Stored items from a collection
◆ ◆ ◆ ◆ ◆
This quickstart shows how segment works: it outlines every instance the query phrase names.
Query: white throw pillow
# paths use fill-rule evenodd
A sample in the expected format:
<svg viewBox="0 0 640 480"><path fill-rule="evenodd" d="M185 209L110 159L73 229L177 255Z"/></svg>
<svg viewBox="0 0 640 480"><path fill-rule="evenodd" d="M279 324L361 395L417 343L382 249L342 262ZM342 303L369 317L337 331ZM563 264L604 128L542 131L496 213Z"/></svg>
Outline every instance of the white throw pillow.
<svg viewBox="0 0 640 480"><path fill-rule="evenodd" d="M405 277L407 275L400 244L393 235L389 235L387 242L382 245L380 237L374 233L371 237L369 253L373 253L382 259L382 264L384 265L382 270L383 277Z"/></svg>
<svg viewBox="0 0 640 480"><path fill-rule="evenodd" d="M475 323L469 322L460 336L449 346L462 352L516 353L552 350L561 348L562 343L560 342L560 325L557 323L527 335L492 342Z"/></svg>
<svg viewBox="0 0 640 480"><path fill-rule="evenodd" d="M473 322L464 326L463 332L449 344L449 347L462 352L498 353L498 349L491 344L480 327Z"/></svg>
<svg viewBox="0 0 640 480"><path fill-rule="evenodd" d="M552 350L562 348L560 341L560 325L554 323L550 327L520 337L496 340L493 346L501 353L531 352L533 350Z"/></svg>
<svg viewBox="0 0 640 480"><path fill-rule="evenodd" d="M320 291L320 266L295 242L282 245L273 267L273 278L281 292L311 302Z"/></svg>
◆ ◆ ◆ ◆ ◆
-- Required work --
The answer should be nothing more than the lines from the one with "# paths use fill-rule evenodd" through the end of the entries, restated word for word.

-- Reply to the exercise --
# paths use fill-rule evenodd
A sample in the expected format:
<svg viewBox="0 0 640 480"><path fill-rule="evenodd" d="M185 209L110 159L73 229L177 255Z"/></svg>
<svg viewBox="0 0 640 480"><path fill-rule="evenodd" d="M279 324L361 395L417 343L382 249L342 262ZM342 303L369 317L337 331ZM563 264L604 128L542 131L496 213Z"/></svg>
Outline every instance of the white throw pillow.
<svg viewBox="0 0 640 480"><path fill-rule="evenodd" d="M405 277L407 275L400 244L393 235L389 235L387 242L382 245L380 237L374 233L371 237L369 253L373 253L382 259L382 264L384 265L382 270L383 277Z"/></svg>
<svg viewBox="0 0 640 480"><path fill-rule="evenodd" d="M475 323L469 322L460 336L449 346L462 352L516 353L552 350L561 348L562 343L560 342L560 325L557 323L527 335L492 342Z"/></svg>
<svg viewBox="0 0 640 480"><path fill-rule="evenodd" d="M473 322L464 326L463 332L449 344L449 347L462 352L498 353L498 349L491 344L480 327Z"/></svg>
<svg viewBox="0 0 640 480"><path fill-rule="evenodd" d="M552 350L562 348L560 341L560 325L554 323L550 327L520 337L496 340L493 346L501 353L531 352L533 350Z"/></svg>
<svg viewBox="0 0 640 480"><path fill-rule="evenodd" d="M320 291L320 266L295 242L282 245L273 267L273 278L281 292L311 302Z"/></svg>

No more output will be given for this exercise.